● PAGE EXTRACT:
▼

Maybe that association is an accident. But I find it fitting that a wisp of memory common to anyone who used a PC in 2000 mingles on the album cover with a scene of the natural overtaking the barriers of civilization—and nearly perfect that through the window in the corner the scene of destruction repeats infinitely. 

The Slow Rush is one of the first albums that feels like listening to how we live in the age of climate catastrophe.

Parker offers a synth-driven, reverb-heavy meditation on time in an era where our past is catching up with us. He conquered radio waves worldwide five years ago with his neo-psychedelic album Currents. It featured a vortex cutting forward on the cover, implying a focus on the individual charging toward a new world. Now, here we are: the new world is broken.

Parker wonders what to do with himself. The first verse of the first song on the album, “One More Year,” asks, “Do you remember we were standing here a year ago?” The repetition becomes mundane and childish: “We’re on a rollercoaster stuck on its loop-de-loop.”

▲

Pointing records

▼

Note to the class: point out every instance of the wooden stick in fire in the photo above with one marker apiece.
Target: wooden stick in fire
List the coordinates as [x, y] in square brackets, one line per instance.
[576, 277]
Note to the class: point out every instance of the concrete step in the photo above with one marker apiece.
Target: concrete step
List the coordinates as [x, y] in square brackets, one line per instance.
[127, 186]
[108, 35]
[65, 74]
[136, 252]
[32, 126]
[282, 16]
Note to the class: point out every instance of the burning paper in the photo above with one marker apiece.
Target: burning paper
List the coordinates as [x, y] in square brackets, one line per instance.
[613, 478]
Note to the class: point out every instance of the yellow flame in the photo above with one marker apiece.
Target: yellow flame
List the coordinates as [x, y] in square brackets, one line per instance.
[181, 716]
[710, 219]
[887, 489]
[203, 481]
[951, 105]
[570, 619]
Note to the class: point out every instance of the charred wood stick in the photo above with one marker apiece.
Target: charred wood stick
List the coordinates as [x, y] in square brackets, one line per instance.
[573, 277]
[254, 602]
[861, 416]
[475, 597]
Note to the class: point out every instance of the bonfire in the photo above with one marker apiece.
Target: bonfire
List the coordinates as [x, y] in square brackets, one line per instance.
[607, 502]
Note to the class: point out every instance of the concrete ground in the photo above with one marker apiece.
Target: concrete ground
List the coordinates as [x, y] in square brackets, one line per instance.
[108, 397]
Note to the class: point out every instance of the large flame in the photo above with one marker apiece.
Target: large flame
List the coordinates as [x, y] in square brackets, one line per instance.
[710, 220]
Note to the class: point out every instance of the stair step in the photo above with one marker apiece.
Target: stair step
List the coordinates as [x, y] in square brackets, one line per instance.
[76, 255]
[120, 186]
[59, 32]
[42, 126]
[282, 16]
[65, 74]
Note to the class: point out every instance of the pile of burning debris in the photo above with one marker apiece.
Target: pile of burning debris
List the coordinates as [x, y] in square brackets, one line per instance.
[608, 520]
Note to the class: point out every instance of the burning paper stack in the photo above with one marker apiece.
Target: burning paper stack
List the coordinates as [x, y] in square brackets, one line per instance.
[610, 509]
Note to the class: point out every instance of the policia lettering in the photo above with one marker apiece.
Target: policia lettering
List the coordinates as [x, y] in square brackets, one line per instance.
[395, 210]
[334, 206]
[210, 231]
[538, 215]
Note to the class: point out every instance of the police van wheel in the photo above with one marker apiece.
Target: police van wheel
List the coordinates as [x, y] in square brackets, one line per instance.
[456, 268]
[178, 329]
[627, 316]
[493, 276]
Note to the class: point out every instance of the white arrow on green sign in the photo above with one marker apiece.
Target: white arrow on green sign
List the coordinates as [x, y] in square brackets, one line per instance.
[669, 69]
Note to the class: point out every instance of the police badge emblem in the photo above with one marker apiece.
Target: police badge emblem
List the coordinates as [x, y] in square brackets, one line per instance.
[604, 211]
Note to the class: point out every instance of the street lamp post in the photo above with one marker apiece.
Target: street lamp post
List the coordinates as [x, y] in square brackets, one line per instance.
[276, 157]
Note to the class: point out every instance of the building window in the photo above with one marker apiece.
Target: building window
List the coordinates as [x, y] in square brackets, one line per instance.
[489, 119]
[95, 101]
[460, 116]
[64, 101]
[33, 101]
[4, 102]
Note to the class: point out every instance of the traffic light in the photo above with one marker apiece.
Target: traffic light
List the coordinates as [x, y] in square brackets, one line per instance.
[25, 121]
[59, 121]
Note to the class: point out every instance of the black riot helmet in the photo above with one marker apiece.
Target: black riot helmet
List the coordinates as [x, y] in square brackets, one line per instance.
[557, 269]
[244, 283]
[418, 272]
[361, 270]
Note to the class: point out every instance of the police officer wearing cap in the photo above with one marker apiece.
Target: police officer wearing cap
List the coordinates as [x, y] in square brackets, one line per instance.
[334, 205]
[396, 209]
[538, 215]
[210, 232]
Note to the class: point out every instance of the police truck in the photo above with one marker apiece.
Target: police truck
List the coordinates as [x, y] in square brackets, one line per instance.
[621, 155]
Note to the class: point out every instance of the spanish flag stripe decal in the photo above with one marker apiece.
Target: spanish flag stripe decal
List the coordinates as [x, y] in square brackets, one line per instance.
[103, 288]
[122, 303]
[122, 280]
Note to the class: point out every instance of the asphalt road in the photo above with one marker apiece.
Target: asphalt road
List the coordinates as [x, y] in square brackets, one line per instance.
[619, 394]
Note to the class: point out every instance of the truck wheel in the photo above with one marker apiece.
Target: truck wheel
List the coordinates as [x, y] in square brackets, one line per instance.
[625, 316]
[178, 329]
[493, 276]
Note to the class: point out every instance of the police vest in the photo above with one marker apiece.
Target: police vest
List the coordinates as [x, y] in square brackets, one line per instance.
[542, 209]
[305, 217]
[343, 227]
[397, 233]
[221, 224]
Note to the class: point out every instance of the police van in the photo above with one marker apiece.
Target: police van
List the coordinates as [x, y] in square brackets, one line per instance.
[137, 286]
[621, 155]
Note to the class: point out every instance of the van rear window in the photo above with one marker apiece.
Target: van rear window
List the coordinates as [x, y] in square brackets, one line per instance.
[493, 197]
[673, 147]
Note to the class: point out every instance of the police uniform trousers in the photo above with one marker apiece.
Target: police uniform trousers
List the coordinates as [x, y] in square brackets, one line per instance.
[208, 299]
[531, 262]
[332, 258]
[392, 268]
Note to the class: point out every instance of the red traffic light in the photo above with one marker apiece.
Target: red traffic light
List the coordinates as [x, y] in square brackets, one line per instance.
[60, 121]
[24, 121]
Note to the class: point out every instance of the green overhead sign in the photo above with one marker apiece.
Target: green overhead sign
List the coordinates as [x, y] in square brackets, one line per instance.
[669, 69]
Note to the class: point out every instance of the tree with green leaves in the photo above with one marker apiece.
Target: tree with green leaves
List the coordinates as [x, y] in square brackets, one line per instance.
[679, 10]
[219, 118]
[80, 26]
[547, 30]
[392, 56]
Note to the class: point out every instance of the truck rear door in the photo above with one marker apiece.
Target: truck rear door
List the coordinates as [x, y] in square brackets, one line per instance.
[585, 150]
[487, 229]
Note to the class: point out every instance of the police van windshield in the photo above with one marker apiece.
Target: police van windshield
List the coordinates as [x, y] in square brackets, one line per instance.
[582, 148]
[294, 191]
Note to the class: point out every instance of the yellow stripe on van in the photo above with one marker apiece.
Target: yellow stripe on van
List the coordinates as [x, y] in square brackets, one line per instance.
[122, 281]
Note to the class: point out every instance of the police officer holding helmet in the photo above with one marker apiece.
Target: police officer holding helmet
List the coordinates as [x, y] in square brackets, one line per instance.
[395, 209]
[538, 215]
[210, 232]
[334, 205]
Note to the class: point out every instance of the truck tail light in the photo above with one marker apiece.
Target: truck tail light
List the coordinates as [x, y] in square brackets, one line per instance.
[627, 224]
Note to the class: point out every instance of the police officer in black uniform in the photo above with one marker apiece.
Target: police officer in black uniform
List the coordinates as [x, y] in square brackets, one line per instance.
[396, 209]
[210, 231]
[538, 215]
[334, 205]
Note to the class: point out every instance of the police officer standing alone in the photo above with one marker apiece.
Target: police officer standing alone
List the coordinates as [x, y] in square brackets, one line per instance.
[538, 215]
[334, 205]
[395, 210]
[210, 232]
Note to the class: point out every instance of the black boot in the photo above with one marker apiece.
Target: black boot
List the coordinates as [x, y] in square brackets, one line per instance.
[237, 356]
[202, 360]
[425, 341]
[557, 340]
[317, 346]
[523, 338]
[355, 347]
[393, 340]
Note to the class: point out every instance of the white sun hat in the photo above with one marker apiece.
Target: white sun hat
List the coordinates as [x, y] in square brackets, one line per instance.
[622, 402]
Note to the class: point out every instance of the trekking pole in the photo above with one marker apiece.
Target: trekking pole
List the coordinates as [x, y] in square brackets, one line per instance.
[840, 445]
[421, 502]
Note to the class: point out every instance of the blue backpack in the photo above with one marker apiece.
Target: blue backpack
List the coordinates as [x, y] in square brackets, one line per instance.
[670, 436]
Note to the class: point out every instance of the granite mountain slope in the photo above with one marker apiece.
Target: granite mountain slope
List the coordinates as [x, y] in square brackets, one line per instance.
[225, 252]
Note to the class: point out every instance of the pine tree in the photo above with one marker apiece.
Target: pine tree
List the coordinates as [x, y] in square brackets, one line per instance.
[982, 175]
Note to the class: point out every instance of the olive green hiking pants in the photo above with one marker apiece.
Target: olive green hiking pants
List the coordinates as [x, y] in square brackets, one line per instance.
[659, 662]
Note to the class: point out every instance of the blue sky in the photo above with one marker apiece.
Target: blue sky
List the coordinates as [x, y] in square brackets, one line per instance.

▲

● GIVEN PROBLEM:
Go on with the review of The Slow Rush from the point where it stops. The records play no part here.

● EXERCISE OUTPUT:
Throughout The Slow Rush runs the surety that climate change will alter our perception of the arc of our lives, that a new world will dismantle the regenerative comfort of cyclical time, that we’re now on a linear path that can only result in doom. Yet it’s a bouncy record, like a moment of laughter in spite of the coming hellscape.

As the album progresses, Parker insists that the cyclicality must end—and that climate change will end it. On the second track, “Instant Destiny,” Parker ponders making “something permanent,” like a home in Miami or a tattooed name on his arm. But we know that Miami will drown beneath rising tides, that tattoos are still attached to flesh. The theme of the destruction of both body and planet becomes obvious on “Tomorrow’s Dust”: “Sympathy for the fauna / Fragile life in the sauna / In the sea getting warmer / Endlessly ’round the corner.”

The seasons we once trusted have now become subdued. Weather patterns blend like the lazy synths that unify the 12 tracks on The Slow Rush. “Something doesn’t feel right,” Parker sings on “It Might Be Time.” “There I go, blame it on the weather.”

Our plans for the future become tenuous. Tame Impala, no longer the upbeat, Beatles-esque radio fodder of yesterday, has changed with the times.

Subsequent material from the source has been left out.